Work required: Retype each line below precisely.
:::
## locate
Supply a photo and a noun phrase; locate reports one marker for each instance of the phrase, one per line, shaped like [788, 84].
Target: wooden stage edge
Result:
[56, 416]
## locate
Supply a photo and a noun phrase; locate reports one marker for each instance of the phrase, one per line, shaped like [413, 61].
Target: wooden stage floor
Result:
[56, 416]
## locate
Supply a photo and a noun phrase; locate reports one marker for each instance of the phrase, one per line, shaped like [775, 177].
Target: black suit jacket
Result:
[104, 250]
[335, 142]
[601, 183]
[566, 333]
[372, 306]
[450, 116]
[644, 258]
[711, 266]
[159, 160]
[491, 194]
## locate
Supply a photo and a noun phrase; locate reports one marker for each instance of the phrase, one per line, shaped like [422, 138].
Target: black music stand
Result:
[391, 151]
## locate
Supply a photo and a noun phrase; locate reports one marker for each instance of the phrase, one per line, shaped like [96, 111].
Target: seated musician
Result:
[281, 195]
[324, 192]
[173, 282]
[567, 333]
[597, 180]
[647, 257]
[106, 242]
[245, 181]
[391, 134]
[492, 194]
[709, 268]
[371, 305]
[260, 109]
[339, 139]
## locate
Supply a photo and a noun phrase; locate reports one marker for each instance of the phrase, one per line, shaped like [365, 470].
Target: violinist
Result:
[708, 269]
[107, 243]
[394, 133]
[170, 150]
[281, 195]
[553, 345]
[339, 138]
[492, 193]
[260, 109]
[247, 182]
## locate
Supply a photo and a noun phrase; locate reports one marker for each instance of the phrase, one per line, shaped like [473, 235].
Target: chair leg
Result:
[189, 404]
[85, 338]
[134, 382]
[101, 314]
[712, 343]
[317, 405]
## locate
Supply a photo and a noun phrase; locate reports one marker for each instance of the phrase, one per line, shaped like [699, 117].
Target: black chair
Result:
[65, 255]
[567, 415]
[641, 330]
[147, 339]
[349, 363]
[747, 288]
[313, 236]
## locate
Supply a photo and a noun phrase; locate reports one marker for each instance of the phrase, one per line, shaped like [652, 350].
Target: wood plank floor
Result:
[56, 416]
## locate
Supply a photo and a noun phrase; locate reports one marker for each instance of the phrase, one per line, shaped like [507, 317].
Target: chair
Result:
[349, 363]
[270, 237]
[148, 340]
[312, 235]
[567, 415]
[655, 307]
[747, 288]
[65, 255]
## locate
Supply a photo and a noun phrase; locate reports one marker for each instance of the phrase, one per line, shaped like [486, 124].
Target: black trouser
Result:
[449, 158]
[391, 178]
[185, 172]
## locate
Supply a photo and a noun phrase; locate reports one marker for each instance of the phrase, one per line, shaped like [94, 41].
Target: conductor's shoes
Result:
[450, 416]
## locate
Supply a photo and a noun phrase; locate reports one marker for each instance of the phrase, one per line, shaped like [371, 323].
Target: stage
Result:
:::
Exercise output:
## locate
Supply a photo and a noun phrase; locate reports one marker for each instance of the phrase, one per line, shaped like [788, 84].
Target: wooden stage edge
Result:
[56, 416]
## locate
Supply a photo and a noun phrase; locate reports one marker for each instance of the phrase, one per line, shaped like [413, 61].
Target: wooden stage floor
Result:
[56, 416]
## locate
Supply a photo and a noun phrase; locate reports one marker for each instance of the phrase, one per line, shaped like [775, 177].
Target: black suit jacket
Result:
[104, 250]
[335, 142]
[601, 183]
[566, 333]
[372, 306]
[450, 116]
[644, 258]
[711, 266]
[159, 160]
[491, 194]
## locate
Supply a photo and a noun phrase; locate reports one marker for each instance of the phrase, one per line, shaped like [422, 138].
Target: black music stand
Result:
[391, 151]
## locate
Supply a photo and a noun phrase; locate reports one marker for each instance of the phrase, one per line, shaped like [96, 111].
Target: seated musician
Result:
[281, 195]
[324, 192]
[173, 282]
[567, 333]
[597, 180]
[647, 257]
[106, 242]
[245, 181]
[391, 134]
[492, 194]
[709, 268]
[371, 305]
[260, 109]
[339, 139]
## locate
Supply a photo and a noun phrase; locate reports one marker for each instance of the phrase, one per line, shaped like [365, 470].
Target: violinist
Result:
[708, 269]
[107, 243]
[394, 133]
[170, 150]
[281, 195]
[553, 345]
[339, 138]
[492, 193]
[260, 109]
[247, 182]
## locate
Supply a photo and a noun phrase; locate reports one marker for each instance of the phrase, one per line, shaped like [473, 235].
Target: chair leg
Result:
[189, 404]
[85, 338]
[134, 382]
[101, 314]
[712, 343]
[317, 405]
## locate
Supply a photo and a noun phrase; locate reports one marker for each instance of the phrase, one per line, shaped like [699, 117].
Target: black chair
Result:
[65, 255]
[567, 415]
[641, 330]
[147, 339]
[349, 363]
[747, 288]
[313, 236]
## locate
Supply a photo and a noun phrase; locate reports one marker for each instance of the phrase, one per line, shaped like [652, 350].
Target: wood plank floor
Result:
[56, 416]
## locate
Supply a photo and a noun phrase; locate reports one marker for each instance of the phrase, one per line, shaped like [507, 317].
Target: chair
Result:
[349, 363]
[270, 237]
[148, 340]
[312, 235]
[567, 415]
[655, 307]
[747, 288]
[65, 255]
## locate
Supply a photo and a noun phrase; locate reports one marker for each instance of the phrase, one per line, shaped like [486, 124].
Target: black trouser
Result:
[449, 158]
[391, 178]
[185, 172]
## locate
Supply a photo and a noun phrase; locate reports one marker for each instance of the phrase, one per line, shaped like [94, 41].
Target: conductor's shoes
Result:
[450, 416]
## locate
Supply a photo and a noun phrase; locate reports one marker for each instance of the phrase, one per line, shaped like [371, 323].
Target: stage
Result:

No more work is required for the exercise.